| Exercise requirements |
Reproduce the data shown below exactly.

| Supplied data |
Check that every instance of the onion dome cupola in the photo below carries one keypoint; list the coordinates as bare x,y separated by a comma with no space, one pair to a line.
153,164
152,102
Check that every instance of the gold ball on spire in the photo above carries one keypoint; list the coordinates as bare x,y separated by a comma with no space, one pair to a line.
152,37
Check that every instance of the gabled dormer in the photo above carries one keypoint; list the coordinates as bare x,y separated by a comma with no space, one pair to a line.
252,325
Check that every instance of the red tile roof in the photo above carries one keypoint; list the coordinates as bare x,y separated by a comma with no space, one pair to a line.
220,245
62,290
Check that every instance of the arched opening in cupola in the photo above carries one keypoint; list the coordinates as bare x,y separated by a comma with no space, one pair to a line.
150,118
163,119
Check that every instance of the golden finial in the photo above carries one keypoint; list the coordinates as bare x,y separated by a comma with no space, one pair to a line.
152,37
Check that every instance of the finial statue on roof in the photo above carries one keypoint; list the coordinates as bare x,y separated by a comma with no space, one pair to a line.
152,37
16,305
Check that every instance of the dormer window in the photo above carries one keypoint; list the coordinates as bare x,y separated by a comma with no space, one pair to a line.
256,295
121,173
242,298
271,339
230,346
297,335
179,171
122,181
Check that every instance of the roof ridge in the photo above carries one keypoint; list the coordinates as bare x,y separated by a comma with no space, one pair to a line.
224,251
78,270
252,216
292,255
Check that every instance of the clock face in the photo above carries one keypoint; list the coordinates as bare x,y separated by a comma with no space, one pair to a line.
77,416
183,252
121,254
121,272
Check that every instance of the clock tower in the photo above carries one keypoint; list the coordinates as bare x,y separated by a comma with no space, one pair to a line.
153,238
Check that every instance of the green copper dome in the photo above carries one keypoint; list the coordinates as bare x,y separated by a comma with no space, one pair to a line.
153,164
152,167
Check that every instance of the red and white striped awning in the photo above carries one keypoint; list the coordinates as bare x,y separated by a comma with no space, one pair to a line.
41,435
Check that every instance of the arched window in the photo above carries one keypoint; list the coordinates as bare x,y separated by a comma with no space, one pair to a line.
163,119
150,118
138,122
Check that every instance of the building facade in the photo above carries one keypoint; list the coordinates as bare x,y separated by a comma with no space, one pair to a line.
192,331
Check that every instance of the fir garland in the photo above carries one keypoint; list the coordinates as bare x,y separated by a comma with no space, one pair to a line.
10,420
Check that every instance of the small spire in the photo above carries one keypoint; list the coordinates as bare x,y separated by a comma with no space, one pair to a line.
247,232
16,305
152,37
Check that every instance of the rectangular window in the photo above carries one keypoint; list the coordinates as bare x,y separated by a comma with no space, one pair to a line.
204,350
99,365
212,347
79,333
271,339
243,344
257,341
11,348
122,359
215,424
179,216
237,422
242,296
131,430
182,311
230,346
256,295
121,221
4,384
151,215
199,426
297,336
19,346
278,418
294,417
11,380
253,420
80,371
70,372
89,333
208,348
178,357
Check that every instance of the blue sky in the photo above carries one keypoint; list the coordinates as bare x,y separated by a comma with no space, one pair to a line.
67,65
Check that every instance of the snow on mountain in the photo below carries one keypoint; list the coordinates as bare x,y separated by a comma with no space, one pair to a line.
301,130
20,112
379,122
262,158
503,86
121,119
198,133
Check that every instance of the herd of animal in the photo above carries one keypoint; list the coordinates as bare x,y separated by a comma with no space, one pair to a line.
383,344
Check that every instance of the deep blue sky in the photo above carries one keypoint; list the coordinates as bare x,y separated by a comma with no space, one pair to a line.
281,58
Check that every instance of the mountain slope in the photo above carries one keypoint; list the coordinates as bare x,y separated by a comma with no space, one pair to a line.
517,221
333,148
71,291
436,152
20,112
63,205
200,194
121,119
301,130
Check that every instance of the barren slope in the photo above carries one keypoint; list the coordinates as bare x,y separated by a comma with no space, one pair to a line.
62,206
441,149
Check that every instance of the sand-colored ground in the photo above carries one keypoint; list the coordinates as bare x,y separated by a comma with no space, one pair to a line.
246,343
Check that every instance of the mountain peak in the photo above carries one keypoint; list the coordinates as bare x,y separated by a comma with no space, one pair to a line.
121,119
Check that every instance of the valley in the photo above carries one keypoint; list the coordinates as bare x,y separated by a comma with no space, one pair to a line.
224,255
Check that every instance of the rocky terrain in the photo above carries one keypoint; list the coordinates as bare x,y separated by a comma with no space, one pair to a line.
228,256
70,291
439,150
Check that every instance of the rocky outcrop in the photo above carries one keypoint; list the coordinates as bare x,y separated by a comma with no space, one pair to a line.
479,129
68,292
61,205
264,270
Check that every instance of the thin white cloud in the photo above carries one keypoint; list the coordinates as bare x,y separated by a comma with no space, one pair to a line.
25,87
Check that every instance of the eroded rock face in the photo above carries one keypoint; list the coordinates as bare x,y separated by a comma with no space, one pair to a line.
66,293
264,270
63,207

| Written answer |
Check that every instance of the onion dome cupola in the photo below carries one keypoint; list the coordinates as bare x,y separated by a comma with no space, one pair to a line.
153,164
152,102
Check that every instance of the gold ball on spire in the photo above carries one keypoint; list the coordinates as bare x,y separated by a comma with no space, one pair to a line.
152,37
Check that every instance of the gabled dormer in the photo above carries one keypoint; list the coordinates as bare x,y separated by a comma with no space, one pair to a line.
252,325
Check that every instance of the red tile roof in the photo above carries one keypoint; list the coordinates as bare x,y separated by a comma with no space, one pair to a line.
220,245
62,290
Check that every instance of the arched opening in cupola in the photo above carries one keypoint; list the coordinates as bare x,y separated by a comma with no space, one pair to a line.
150,118
163,119
Check that every instance of the golden finial in the photo above carries one keypoint; list the coordinates as bare x,y separated by a comma with no space, one pair to a line.
152,37
Check that every instance of the finial statue on roof in the photo above carries one keypoint; list the coordinates as bare x,y separated by a comma with no space, one pair to a line.
152,37
16,305
Check that every instance of the dormer window in the photo above carries one keypoint; list the coordinates as bare x,y separated by a comma with no space, one pair to a line.
256,295
121,173
242,298
271,339
230,346
297,335
179,171
122,181
Check that every instance of the roof ridge in the photo above carries one keypoint; list the coordinates as bare x,y separated by a comma with no space, one pair to a line.
224,251
78,270
252,216
292,255
Check that every instance of the clock face in the photo above carries one keypoint; list the coordinates as bare x,y separated by a comma with no space, one pair to a line.
77,416
183,252
121,254
121,272
Check that every instance of the clock tower in the photo above carries one keypoint; list the coordinates as bare x,y separated by a comma with no space, one pair to a line.
153,238
Check that every instance of the green copper dome in the photo above carries one keypoint; list the coordinates as bare x,y separated by a comma with no space, one pair to a line.
153,164
152,167
Check that every instance of the red and white striped awning in the photo above carries one keypoint; list the coordinates as bare x,y separated by a comma with no space, one pair to a line.
41,435
Check that every instance of the arched window in the photo above carries one keypoint; list the coordinates as bare x,y separated by a comma with no space, one pair to a line.
163,119
150,118
138,122
Check that every instance of the building facade in the photo above carries one keypoint; list the coordinates as bare x,y separated by a comma with no space, one pair to a line.
192,331
Check that every instance of the fir garland in the photo above carries one keypoint; list the coordinates as bare x,y separated by a comma with no space, one pair to a line.
10,420
Check that every instance of the small spire in the photo above carries one keypoint; list the coordinates as bare x,y separated by a comma with no space, one pair to a line.
247,232
16,305
152,37
Check that every instance of the rectangular window in the photo above carries one keypoint; list the coordinates as bare x,y separated by a comma with no space, one pair to a line.
204,350
99,365
212,347
79,333
271,339
243,344
257,341
11,348
122,359
215,424
179,216
237,422
242,296
131,430
182,311
230,346
256,295
121,221
4,384
151,215
199,426
297,336
19,346
278,418
294,417
11,380
253,420
80,371
70,372
89,333
208,348
178,357
Check that every instance of the blue sky in the photo above carries one keypoint; list the coordinates as bare x,y separated by a comma with no space, one pair to a line.
67,65
Check that every instance of the snow on mountain in the photo below carries one keypoint; list the coordinates as bare x,y separated by a comma with no space, one pair to a line.
301,130
20,112
379,122
262,158
503,86
121,119
198,133
Check that every instance of the herd of animal in the photo above carries one keypoint; list the coordinates as bare x,y separated by a comma with no space, one pair to a line.
383,344
Check that every instance of the deep blue sky in the photo above carries one keypoint; list the coordinates as bare x,y separated by a comma with no space, one pair to a line.
281,58
Check that every instance of the mountain slope in the photo above carries one keypoint; list the coordinates as bare x,y separated by a comma with no space, one pair to a line.
517,221
333,148
71,291
436,152
20,112
63,205
200,194
121,119
301,130
Check that every instance of the barren slope in the photo above carries one keypoint; list the coordinates as bare x,y separated by a comma with no space, one pair to a line.
62,206
441,149
Check that every instance of the sand-colored ground in the photo above carries one keypoint; list the coordinates as bare x,y separated by a comma with no space, one pair to a line.
246,343
Check that every instance of the mountain peak in the photo above carries one keypoint; list the coordinates as bare x,y separated by a comma with no space, one pair to a line.
121,119
Check that every instance of the valley in the photo above carries one keypoint; list the coordinates as bare x,y separated by a comma with no space, one pair to a line.
224,255
Check that every instance of the rocky terrain in the photo above carries one keypoint; list the coordinates as bare x,y separated by a comma with no space, one pair to a line.
228,256
70,291
439,150
Check that every instance of the rocky outcrop in the photo above carries one keypoint; list the coordinates as bare x,y separated by a comma with no space, one pair to a line.
479,129
68,292
61,205
264,270
Check that every instance of the thin white cloud in the photo above carries one keypoint; list the coordinates as bare x,y separated by a comma with no space, one pair to a line.
25,87
Check that every instance of the eroded rock face in the photo above carries one keypoint; list the coordinates as bare x,y separated by a comma with no space, one pair to a line.
66,293
264,270
63,207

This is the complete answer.